(Beginning of Input data)
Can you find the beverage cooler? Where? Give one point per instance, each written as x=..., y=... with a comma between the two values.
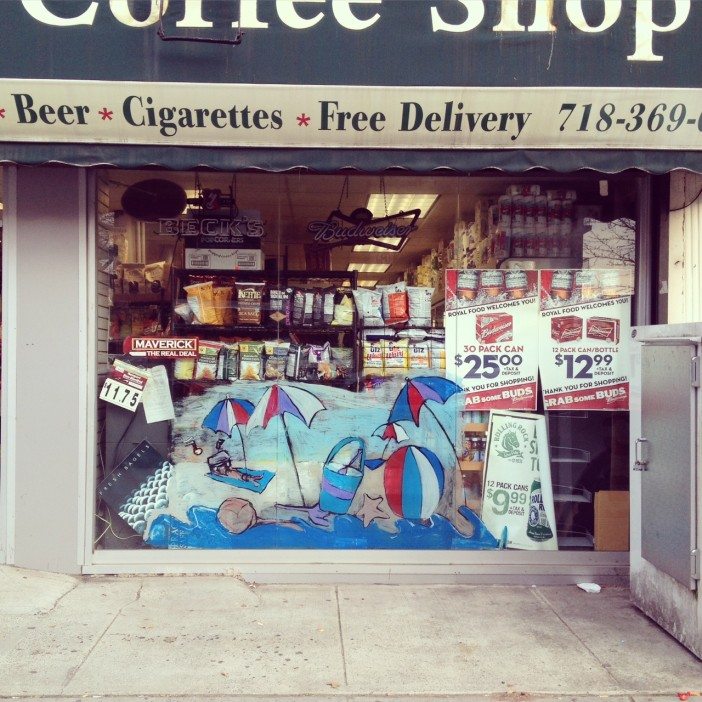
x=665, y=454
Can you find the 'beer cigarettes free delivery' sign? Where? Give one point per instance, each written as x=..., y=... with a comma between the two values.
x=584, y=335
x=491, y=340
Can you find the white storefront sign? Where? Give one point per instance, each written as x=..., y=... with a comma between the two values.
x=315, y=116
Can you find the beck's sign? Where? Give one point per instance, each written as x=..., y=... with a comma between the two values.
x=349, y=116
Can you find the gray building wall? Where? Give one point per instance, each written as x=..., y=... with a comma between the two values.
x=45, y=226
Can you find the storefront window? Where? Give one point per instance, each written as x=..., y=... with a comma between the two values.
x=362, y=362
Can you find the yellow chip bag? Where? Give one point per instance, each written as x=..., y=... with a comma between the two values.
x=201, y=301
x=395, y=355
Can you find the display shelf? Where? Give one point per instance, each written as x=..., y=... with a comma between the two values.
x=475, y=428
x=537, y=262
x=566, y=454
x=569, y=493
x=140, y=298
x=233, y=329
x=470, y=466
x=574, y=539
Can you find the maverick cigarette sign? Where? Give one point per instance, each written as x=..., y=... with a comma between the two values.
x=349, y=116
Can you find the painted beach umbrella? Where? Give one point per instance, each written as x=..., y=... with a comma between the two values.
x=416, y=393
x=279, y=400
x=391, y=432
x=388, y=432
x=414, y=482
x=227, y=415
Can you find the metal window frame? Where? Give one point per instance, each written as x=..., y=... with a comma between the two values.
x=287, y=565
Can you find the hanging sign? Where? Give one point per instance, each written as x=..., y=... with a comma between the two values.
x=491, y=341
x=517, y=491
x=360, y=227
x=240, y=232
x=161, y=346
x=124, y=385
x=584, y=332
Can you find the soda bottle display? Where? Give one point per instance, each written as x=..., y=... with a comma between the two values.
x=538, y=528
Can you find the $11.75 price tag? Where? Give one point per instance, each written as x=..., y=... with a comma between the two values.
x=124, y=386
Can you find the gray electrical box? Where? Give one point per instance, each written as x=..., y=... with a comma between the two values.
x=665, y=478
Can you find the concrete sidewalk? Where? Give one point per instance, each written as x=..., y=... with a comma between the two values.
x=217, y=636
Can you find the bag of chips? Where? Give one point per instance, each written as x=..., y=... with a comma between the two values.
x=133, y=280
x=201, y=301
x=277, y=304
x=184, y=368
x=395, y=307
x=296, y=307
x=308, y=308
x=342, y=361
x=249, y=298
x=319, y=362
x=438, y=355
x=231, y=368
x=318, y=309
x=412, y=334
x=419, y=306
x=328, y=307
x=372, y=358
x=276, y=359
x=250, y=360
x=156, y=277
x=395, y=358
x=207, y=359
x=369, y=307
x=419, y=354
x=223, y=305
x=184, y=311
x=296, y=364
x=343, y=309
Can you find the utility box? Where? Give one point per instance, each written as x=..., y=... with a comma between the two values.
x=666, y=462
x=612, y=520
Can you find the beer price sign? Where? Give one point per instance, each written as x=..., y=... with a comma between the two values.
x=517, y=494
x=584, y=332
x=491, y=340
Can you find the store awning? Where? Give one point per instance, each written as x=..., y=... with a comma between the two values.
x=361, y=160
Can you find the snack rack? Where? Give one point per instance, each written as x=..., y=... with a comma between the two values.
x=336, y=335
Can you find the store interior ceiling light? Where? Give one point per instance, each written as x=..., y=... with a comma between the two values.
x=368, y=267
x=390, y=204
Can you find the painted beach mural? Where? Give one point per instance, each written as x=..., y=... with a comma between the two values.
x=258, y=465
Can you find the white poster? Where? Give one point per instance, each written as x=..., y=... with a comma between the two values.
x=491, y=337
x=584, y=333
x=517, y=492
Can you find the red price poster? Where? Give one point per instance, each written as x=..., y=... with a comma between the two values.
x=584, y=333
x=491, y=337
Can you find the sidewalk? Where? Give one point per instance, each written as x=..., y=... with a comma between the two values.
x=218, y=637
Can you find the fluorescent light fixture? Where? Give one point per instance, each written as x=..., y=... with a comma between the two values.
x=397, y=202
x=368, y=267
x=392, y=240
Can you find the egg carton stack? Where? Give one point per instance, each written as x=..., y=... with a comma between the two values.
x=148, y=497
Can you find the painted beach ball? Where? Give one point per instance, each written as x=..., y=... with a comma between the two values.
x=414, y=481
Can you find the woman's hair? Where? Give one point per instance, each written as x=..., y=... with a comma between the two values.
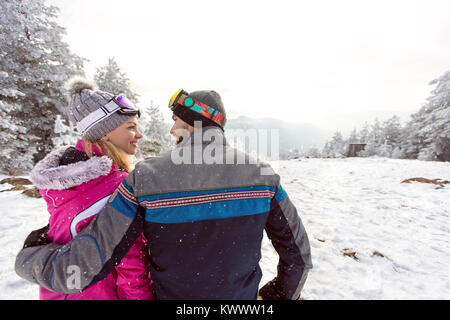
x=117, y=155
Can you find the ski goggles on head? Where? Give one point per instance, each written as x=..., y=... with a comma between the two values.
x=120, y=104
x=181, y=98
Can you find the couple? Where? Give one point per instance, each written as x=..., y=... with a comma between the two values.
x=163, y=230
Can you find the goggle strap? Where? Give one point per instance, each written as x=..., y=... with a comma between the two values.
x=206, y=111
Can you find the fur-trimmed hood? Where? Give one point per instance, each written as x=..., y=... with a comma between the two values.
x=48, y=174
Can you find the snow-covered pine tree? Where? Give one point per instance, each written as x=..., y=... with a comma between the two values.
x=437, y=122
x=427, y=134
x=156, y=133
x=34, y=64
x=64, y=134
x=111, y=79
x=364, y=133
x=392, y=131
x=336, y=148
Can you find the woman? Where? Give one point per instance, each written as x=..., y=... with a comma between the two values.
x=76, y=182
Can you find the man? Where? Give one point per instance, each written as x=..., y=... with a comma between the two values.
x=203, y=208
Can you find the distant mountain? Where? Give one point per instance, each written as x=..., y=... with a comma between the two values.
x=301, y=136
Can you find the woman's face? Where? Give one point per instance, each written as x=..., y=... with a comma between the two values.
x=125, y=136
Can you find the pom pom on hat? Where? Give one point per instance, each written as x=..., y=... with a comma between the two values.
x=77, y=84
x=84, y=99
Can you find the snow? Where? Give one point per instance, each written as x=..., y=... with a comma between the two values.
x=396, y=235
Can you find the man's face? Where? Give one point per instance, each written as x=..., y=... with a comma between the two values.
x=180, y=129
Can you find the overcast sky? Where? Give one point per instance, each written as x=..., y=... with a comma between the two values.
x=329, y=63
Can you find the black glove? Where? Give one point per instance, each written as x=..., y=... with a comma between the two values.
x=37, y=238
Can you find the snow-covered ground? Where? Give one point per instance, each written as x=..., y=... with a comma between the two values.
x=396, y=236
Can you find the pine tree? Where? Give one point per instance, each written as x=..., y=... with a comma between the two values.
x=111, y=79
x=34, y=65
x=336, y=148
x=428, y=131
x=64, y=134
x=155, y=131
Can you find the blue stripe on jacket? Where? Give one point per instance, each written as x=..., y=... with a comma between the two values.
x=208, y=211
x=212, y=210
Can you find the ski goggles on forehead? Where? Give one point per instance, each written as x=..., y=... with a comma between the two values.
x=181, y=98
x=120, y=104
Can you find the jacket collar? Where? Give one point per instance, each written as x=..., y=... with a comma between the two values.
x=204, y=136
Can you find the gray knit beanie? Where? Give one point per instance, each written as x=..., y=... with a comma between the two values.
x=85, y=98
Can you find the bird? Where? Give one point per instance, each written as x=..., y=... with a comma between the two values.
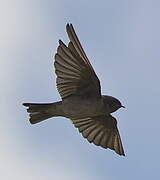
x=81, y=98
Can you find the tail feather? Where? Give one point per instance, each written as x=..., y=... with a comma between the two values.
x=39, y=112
(End of Input data)
● **What you will do**: An exact transcription of the material is required, without any pictures.

● **Expected answer**:
Can you find the beverage cooler? Where? Give one point per instance, each written as x=..., y=... with a comma between the two values.
x=665, y=454
Can you find the 'beer cigarettes free delivery' sign? Where? Give one point per instance, each written as x=..., y=... with a comma between the two values.
x=584, y=335
x=491, y=340
Can you find the white storefront sign? Where? Give one point per instance, each written as x=..., y=... with a comma between the two values.
x=315, y=116
Can you find the beck's sign? Where? Give one point per instance, each written as x=..., y=... with a comma between the two values.
x=349, y=116
Can you find the gray building wall? Where? Give one point per instance, each written as x=..., y=... with a comma between the two values.
x=45, y=226
Can you find the storefront window? Where? Give one point per instance, each written as x=..., y=... with a comma between the two values.
x=362, y=362
Can you find the yellow chip bag? Where? Give one point per instance, each written as x=..., y=... with a comma between the two values.
x=201, y=301
x=395, y=355
Can you find the display shelf? Where? Give one point per instance, each written as x=..., y=... with a comma between the two values.
x=475, y=428
x=537, y=262
x=566, y=454
x=569, y=493
x=140, y=298
x=233, y=329
x=470, y=466
x=574, y=539
Can you find the maverick cigarette sign? Where? Give one point per instance, each written as x=..., y=... with a comma between the two values.
x=349, y=116
Can you find the painted beach umbrella? Where? Give one point per instance, each written as x=..., y=... with a comma between the two values.
x=416, y=393
x=279, y=400
x=391, y=432
x=388, y=432
x=414, y=482
x=227, y=415
Can you find the metal window frame? Where? Give one point per instance, each written as x=..., y=... with a comma between the two values.
x=287, y=565
Can you find the hanging sign? Where? Give one point per instance, each written as x=..., y=... with a comma between the two values.
x=491, y=341
x=517, y=491
x=360, y=227
x=240, y=232
x=161, y=346
x=124, y=385
x=584, y=332
Can you find the soda bottle display? Where? Give one point per instance, each written as x=..., y=... with a comma between the two values.
x=538, y=528
Can you find the $11.75 price tag? Where? Give one point per instance, each written as x=..., y=... with a comma between the two values.
x=124, y=386
Can you find the gray electrical box? Where? Give one point per instance, each written as x=..., y=... with a comma between the two values.
x=665, y=478
Can you find the concrete sidewalk? Where? Give one point per instance, each written as x=..., y=... with a comma between the two values.
x=217, y=636
Can you find the bag of chips? Where? Give one point per instance, each written as x=..., y=... with a comma between the two values.
x=133, y=280
x=201, y=301
x=277, y=304
x=184, y=368
x=395, y=307
x=296, y=307
x=308, y=308
x=342, y=361
x=249, y=298
x=319, y=362
x=438, y=355
x=231, y=368
x=318, y=309
x=412, y=334
x=419, y=306
x=328, y=307
x=372, y=358
x=276, y=359
x=250, y=360
x=156, y=277
x=395, y=358
x=207, y=359
x=369, y=307
x=419, y=354
x=223, y=305
x=184, y=311
x=296, y=364
x=343, y=309
Can you find the utility box? Where? Give one point per instance, each written as x=..., y=... with a comma between the two values.
x=666, y=462
x=612, y=520
Can you find the beer price sign? Where? Give one point per instance, each written as x=..., y=... with a comma between the two values.
x=517, y=494
x=584, y=332
x=491, y=340
Can you find the store awning? Where? Give one point per instance, each written as x=..., y=... with a comma between the two values.
x=361, y=160
Can you find the snack rack? Where? Give one point per instance, each written as x=..., y=... with a comma between the two values.
x=336, y=335
Can you find the store interior ceiling light? Where? Give one point per instance, each written as x=..., y=... with a comma between the two values.
x=368, y=267
x=390, y=204
Can you find the painted beach mural? Where? Give one point per instance, each written as x=..., y=... with a comma between the two values.
x=258, y=465
Can you find the white poster? Where? Give one point per instance, each written as x=..., y=... with a comma between the two values.
x=491, y=337
x=584, y=333
x=517, y=492
Can you find the red price poster? Where? Give one point per instance, each written as x=..., y=... with a comma between the two values.
x=584, y=333
x=491, y=337
Can you find the sidewalk? Where? Give one point per instance, each written as x=..., y=... with a comma between the two values.
x=218, y=637
Can you find the fluorescent light fixture? Where? Give one point per instance, each written as x=..., y=... with a comma between the two values.
x=397, y=202
x=368, y=267
x=392, y=240
Can you find the egg carton stack? Where? Give one point per instance, each written as x=..., y=... with a comma between the two values.
x=148, y=497
Can you find the painted beach ball? Where? Give one point per instance, each written as x=..., y=... with a comma between the two values.
x=414, y=481
Can you find the woman's hair? Where? Give one point per instance, each written as x=..., y=... with a comma between the two values.
x=117, y=155
Can you find the ski goggles on head? Where? Give one point per instance, each written as x=..., y=... with a comma between the two values.
x=120, y=104
x=181, y=98
Can you find the couple? Where? Give one point per instance, each written as x=..., y=... with a comma between the two values.
x=163, y=230
Can you find the goggle strap? Where? Give one point per instance, each written as x=..., y=... with a comma between the two values.
x=206, y=111
Can you find the fur-trimmed hood? Where? Give one point per instance, each written as x=..., y=... with a comma between the two values.
x=48, y=174
Can you find the snow-covered pine tree? Where? Give one point per instance, each written as x=..., y=... with a comma between the two values.
x=437, y=122
x=427, y=134
x=156, y=133
x=34, y=64
x=64, y=134
x=111, y=79
x=364, y=133
x=392, y=131
x=336, y=148
Can you find the woman? Where? Give one point per instance, each written as x=..., y=... with a comma between the two values.
x=76, y=182
Can you find the man? Where? Give one point per instance, each written as x=..., y=... with a comma between the two values.
x=203, y=208
Can you find the distant mountain? Where? Give one point per instance, each written as x=..., y=... with a comma between the two values.
x=301, y=136
Can you find the woman's face? Where? Give one point per instance, each written as x=..., y=... with a comma between the two values.
x=125, y=136
Can you find the pom pom on hat? Where? Give one point per instance, each written as x=..., y=... with a comma between the two values.
x=77, y=84
x=84, y=99
Can you find the snow? Where? Give one point per instance, each written as x=..., y=... with a comma between the two values.
x=396, y=235
Can you find the man's face? Where? Give one point per instance, each written as x=..., y=... with a comma between the two values.
x=180, y=129
Can you find the overcast sky? Where? Give one point per instance, each written as x=..., y=... with a comma between the two values.
x=329, y=63
Can you find the black glove? Where? Give one point per instance, each written as x=..., y=... with a comma between the two values.
x=37, y=238
Can you find the snow-covered ground? Where? Give one point per instance, each written as x=..., y=... with a comma between the two values.
x=396, y=236
Can you find the pine tree? Where? Give one point per instance, each written as x=..., y=... with a comma between the two values.
x=111, y=79
x=34, y=65
x=336, y=148
x=428, y=131
x=64, y=134
x=155, y=131
Can you find the blue stripe on jacket? Where? Give one point per instance, each written as x=..., y=... with a comma between the two values.
x=208, y=211
x=212, y=210
Can you find the ski goggles on forehead? Where? Give one point per instance, each written as x=..., y=... with a comma between the two values.
x=181, y=98
x=120, y=104
Can you find the jacket collar? Where? Give one point per instance, each written as x=..., y=... with a comma between the two values.
x=204, y=136
Can you find the gray knit beanie? Where? Give one point per instance, each written as x=..., y=... with a comma between the two values.
x=85, y=98
Can you find the bird? Where? Give one point per instance, each written as x=..., y=... with a comma between the two values.
x=81, y=98
Can you find the tail feather? Where? Give one point per instance, each written as x=..., y=... with a comma between the two values.
x=39, y=112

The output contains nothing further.